* Opdrachten:
a: Beantwoord deze vragen over het interview:
(i) Hoeveel jaar was de geïnterviewde hoofdredacteur van Het Journaal?
(ii) Over welke Afrikaanse sector moet je volgens het interview naast de hongersnood ook verslag uitbrengen?
(iii) In welk jaar werd Michael Brown in Ferguson neergeschoten?
b: Kun je een stuk uit het interview letterlijk overnemen, vanaf "Je pleitte als" tot en met "constructieve journalistiek verstaat."?

___ Te lezen tekst ___

Je bent zelfs drie jaar hoofdredacteur van Het Journaal geweest. En toch zegt iets in mij dat je liever filmpjes voor Allemaal Amerikaan draait.
"Oh, maar ik heb ook in mijn hoofdredacteur-periode reportages over Amerika gemaakt. Kwestie van de job nog wat hectischer te maken dan hij al was. (lacht) Maar ik snap je punt: ik ben inderdaad meer een maker dan een manager. Als hoofdredacteur heb ik te weinig genetwerkt: ik was liever op de redactie dan op een receptie. En ik was on-Vlaams bevlogen. Ik verstopte me niet in het struikgewas, ik ging op een podium staan om mijn visie uit te dragen. Ik werd daarom een ijdeltuit genoemd. Maar ik wilde aandacht voor mijn opvattingen, niet voor mezelf."
Je pleitte als hoofdredacteur voor constructieve journalistiek, een begrip dat op de VRT-nieuwsdienst enkel nog op fluistertoon mag uitgesproken worden. Vertel nog eens wat je precies onder constructieve journalistiek verstaat.
"Toegepast op Afrika betekent constructieve journalistiek: niet alleen naar Afrika gaan om reportages te maken over de hongersnood, maar ook verslag uitbrengen over de Afrikaanse mode-industrie. Niet om van het journaal een goednieuwsshow te maken, maar om verder te kijken dan de cliché's. Om de ogen van de mensen te openen. Om hen iets bij te leren."
Je pleidooi voor constructieve journalistiek riep veel weerstand op. Hoe verklaar je dat?
"Mensen staan zelden open voor verandering: wie al zijn hele leven naar links gaat, vindt het lastig als hij plots naar rechts moet. Mijn oproep om aan constructieve journalistiek te doen, werd door sommigen geridiculiseerd. Als Kathleen Cools in Terzake eens wat meegaander was dan we van haar gewend waren, kreeg ík daarvan de schuld. Want ik was zogezegd degene die iedereen opdroeg om de positivo uit te hangen. Nonsens, natuurlijk: ik heb de wereld als hoofdredacteur echt niet door een roze bril bekeken. Maar ik vond wel dat we niet alléén maar deprimerende verhalen mochten brengen. Als de vader van Michael Brown (zwarte tiener die in 2014 in Ferguson werd neergeschoten door een blanke politie-agent, red.) een oproep deed tot vreedzaamheid, moest ook dat verteld worden. Omdat je daardoor een vollediger beeld kreeg van de situatie in Ferguson. En omdat het bewees dat er zelfs op puinhopen van ellende altijd weer mensen opstaan die het verschil maken."
Misschien bracht je je constructieve journalistiek-betoog niet goed genoeg. Was je te fanatiek.

___ Verzamelde items ___

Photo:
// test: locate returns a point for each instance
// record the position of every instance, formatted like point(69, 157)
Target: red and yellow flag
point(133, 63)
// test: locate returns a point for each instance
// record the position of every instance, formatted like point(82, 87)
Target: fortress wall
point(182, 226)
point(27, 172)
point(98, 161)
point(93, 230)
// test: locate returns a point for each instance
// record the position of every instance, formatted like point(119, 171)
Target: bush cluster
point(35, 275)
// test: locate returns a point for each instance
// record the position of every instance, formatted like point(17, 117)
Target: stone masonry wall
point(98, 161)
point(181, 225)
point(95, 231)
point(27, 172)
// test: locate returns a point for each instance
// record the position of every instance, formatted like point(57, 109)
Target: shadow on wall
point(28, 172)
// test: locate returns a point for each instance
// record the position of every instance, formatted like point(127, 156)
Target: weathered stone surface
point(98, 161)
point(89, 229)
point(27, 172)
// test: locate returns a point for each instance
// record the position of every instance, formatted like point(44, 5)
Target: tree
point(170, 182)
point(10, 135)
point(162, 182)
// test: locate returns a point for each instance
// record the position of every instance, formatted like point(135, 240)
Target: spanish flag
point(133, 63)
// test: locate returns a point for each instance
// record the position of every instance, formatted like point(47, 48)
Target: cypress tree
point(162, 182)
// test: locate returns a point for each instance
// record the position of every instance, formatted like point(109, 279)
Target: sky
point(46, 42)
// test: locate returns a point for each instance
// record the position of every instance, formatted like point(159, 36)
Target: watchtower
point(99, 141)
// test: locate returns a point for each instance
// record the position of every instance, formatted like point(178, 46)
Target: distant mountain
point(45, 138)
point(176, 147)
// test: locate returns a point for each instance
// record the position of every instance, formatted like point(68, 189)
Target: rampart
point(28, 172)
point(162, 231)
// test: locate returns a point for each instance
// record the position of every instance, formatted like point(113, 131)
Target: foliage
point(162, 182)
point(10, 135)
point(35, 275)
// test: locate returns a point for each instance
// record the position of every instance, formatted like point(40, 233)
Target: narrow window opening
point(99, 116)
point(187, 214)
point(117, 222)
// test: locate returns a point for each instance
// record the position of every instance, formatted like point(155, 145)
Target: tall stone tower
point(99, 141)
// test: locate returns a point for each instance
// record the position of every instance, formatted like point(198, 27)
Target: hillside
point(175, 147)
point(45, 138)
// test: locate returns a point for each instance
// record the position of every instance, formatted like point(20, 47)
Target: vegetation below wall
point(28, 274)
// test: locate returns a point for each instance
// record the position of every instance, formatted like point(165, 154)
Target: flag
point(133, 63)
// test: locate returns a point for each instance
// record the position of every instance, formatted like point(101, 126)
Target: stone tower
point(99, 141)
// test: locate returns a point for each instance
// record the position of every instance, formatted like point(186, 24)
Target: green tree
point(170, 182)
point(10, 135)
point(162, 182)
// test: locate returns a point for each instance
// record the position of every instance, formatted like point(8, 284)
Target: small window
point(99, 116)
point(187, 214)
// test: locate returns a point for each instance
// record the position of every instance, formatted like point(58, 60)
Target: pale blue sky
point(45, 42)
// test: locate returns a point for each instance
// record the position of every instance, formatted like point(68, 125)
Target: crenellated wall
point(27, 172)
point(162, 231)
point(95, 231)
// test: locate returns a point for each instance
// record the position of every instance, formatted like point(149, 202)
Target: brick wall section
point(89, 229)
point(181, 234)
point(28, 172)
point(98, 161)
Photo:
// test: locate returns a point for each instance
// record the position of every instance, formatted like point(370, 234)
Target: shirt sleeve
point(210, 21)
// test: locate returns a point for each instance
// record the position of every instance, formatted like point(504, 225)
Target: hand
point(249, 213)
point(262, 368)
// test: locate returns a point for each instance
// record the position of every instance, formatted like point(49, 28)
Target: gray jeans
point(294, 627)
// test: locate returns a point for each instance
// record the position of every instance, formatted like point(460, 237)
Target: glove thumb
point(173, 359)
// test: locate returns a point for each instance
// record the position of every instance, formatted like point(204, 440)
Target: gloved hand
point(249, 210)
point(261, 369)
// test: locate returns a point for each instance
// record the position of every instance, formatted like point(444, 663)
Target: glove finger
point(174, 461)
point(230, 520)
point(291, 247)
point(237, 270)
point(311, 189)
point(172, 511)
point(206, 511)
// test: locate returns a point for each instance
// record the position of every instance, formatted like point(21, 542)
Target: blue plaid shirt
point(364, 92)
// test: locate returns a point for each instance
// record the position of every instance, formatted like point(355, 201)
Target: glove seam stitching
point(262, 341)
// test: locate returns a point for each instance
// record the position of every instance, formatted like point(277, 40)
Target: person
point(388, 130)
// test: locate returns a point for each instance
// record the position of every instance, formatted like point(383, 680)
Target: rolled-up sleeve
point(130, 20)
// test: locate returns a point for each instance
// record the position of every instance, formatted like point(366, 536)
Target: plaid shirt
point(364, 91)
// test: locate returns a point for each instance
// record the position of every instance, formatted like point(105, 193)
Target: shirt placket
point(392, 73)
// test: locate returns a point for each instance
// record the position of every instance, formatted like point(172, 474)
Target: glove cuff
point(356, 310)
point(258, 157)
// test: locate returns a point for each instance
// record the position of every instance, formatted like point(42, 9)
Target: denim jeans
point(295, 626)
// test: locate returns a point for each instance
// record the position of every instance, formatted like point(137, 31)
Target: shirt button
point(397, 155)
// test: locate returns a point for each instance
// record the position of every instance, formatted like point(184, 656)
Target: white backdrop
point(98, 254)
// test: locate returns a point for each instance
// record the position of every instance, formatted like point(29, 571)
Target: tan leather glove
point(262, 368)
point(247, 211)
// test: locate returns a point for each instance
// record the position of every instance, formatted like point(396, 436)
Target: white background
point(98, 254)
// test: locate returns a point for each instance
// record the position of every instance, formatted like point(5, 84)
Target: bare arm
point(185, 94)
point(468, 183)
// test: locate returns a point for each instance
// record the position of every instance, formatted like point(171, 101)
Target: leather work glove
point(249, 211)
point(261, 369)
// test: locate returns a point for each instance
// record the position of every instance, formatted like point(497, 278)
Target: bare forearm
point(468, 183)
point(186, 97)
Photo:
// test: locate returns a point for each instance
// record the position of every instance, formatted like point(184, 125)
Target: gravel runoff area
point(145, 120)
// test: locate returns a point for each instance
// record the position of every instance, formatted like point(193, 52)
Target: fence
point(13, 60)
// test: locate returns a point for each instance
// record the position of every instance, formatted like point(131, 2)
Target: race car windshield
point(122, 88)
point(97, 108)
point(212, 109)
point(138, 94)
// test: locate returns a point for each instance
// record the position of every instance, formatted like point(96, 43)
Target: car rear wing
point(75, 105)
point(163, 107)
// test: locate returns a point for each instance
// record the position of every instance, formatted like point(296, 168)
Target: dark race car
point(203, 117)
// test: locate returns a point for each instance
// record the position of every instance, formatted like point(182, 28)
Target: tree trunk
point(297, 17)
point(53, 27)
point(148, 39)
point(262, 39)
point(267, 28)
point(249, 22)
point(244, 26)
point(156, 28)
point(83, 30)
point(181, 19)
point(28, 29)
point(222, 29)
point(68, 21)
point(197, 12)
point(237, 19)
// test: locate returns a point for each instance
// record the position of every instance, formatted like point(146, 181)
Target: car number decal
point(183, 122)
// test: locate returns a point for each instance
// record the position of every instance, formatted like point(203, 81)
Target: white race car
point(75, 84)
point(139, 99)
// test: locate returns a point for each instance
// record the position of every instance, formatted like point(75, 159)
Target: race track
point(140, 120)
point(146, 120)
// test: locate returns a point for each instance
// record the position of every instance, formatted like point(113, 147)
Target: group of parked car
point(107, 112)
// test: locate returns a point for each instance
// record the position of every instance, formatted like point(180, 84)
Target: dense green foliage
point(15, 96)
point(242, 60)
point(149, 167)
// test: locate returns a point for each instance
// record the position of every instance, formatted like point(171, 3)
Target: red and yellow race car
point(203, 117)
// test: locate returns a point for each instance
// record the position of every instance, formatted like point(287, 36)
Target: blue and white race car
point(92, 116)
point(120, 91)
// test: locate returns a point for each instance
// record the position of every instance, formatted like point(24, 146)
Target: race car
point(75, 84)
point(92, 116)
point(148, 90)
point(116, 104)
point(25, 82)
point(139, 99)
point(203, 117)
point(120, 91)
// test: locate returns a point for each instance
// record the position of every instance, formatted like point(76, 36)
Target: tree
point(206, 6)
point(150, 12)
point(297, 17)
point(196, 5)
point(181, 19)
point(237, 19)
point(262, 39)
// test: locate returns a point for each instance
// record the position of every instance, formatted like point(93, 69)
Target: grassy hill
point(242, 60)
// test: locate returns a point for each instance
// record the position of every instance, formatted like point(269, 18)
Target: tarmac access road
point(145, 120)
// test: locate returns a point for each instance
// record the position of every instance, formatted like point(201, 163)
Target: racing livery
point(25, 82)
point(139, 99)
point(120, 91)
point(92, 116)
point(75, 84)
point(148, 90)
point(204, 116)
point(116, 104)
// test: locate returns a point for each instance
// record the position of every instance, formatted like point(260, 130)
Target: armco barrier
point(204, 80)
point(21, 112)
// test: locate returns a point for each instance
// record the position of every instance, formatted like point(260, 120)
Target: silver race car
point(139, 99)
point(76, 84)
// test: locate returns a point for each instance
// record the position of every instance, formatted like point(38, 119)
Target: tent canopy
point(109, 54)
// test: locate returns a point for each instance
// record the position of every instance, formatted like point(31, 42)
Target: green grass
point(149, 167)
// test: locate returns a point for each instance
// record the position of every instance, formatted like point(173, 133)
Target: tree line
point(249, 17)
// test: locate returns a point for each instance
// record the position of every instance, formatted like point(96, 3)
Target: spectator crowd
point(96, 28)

___

* Antwoorden per opdracht:
a:
(i) Drie jaar.
(ii) De Afrikaanse mode-industrie.
(iii) In 2014.

b:
Je pleitte als hoofdredacteur voor constructieve journalistiek, een begrip dat op de VRT-nieuwsdienst enkel nog op fluistertoon mag uitgesproken worden. Vertel nog eens wat je precies onder constructieve journalistiek verstaat.